[[ Information open ]]
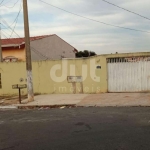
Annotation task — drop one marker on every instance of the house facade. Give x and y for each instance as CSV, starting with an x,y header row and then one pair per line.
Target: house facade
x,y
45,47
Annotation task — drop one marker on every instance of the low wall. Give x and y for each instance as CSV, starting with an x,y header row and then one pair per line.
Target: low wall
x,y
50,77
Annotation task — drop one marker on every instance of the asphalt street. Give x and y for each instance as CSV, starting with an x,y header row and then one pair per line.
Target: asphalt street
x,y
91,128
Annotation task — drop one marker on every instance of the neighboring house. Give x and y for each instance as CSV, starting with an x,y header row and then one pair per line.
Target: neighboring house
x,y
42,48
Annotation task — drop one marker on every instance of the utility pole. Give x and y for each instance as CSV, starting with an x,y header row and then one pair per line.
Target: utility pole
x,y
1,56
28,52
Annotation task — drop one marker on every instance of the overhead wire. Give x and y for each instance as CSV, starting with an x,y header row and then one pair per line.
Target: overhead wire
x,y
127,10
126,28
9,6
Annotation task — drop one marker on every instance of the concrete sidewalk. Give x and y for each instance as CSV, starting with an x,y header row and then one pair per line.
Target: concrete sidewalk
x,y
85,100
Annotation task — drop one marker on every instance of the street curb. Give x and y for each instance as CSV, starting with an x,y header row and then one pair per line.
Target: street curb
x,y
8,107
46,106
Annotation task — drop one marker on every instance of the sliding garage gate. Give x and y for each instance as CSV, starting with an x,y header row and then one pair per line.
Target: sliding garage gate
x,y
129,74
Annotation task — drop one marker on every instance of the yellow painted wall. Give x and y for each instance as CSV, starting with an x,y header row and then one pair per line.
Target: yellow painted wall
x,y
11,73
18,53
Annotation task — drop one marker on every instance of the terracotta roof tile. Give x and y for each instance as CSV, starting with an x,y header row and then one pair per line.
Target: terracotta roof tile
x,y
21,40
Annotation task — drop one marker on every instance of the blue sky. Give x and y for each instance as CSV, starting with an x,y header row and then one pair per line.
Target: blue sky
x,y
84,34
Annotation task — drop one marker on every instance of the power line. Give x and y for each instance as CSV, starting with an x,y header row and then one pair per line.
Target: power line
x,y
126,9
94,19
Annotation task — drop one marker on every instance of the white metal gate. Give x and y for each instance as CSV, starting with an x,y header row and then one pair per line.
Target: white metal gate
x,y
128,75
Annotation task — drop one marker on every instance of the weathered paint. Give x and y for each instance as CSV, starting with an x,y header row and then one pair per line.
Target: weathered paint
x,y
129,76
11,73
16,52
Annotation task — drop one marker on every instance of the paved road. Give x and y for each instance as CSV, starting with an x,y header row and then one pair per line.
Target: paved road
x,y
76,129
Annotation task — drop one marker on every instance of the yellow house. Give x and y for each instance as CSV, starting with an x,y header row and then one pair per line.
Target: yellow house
[[ Information closed ]]
Aim of the exercise.
All lines above are to be restated word for word, with pictures excluded.

Written answer.
Annotation task — drop one marker on every instance of the house facade. Give x and y for each instance as CSV, starting with an x,y header row and then one pair per line.
Target: house facade
x,y
45,47
Annotation task — drop one marker on every instance of the low wall. Give x and y for each instance as CSV, starting with an x,y header row and then one pair per line.
Target: low wall
x,y
50,77
Annotation task — drop one marker on every instance of the asphalt street. Give x and y for each instance as CSV, starting with an x,y header row and then one pair per line.
Target: asphalt street
x,y
91,128
Annotation task — drop one marker on every instance of the neighboring house. Give x and y for each instance as CSV, starting with an x,y header row and then one pair per line.
Target: neighboring house
x,y
42,48
Annotation task — drop one marker on every instance of the utility pole. Give x and y for each instance as CSV, starting with an x,y header row and then one pair per line.
Target: utility pole
x,y
1,56
28,52
Annotation task — drop one marker on every instance of the overhead wire. Give x and y for each instance as CSV, starting with an x,y header row and then one pair per line.
Target: overhead wire
x,y
127,10
126,28
9,6
Annotation task — drop one marker on every instance of the concrete sidewalk. Give x and y for each instance as CSV, starting with an x,y header row and then one pair per line.
Target: concrete sidewalk
x,y
85,100
Annotation task — drop one marker on every instance of the street curb. Give x and y for each instance as CSV, starting with an x,y header row and then one pair per line.
Target: street curb
x,y
8,107
46,106
Annotation task — drop one marker on every instance of the sliding garage gate. Give x and y for each instance as CSV, starting with an x,y header row and then one pair per line.
Target: sliding garage gate
x,y
129,74
Annotation task — drop one marker on every instance of the yellow painted wall. Give x and y for each instance as CSV, starting with an x,y header row and then one pair per line.
Target: yellow painted wall
x,y
11,73
18,53
Annotation task — drop one marker on every instance of the terracotta roof tile. Give x and y for each instance as CSV, starting with an x,y header row and then one pair per line.
Target: terracotta roof tile
x,y
21,40
Annotation task — drop one marker on every instance of the blue sky. Give x and y for each instance as CSV, starting with an x,y header row and then one pair per line.
Target: blue sky
x,y
84,34
Annotation task — drop one marker on every instance of the power line. Give x and y for each instance as CSV, starting with an x,y header row and then one pair per line.
Target: power line
x,y
126,9
94,19
Annotation task — drop one marker on every instance of the white metal gate. Give x and y for each instance as CSV, starting with an x,y header row and then one pair per line.
Target: white metal gate
x,y
128,75
Annotation task — drop one marker on every instance of the weathered paint. Give x and y for each instance as CSV, starting with an x,y header row and then one pair per line.
Target: weathered paint
x,y
129,76
11,73
16,52
Annotation task — drop one marker on every instance of the paved road. Give x and y for each instance as CSV, starting with an x,y header row and then one pair per line.
Target: paved road
x,y
76,129
Annotation task — drop one marker on every instance of the yellow house. Give x and y for each instance as CSV, starting with an x,y header row and then one pair per line.
Target: yellow house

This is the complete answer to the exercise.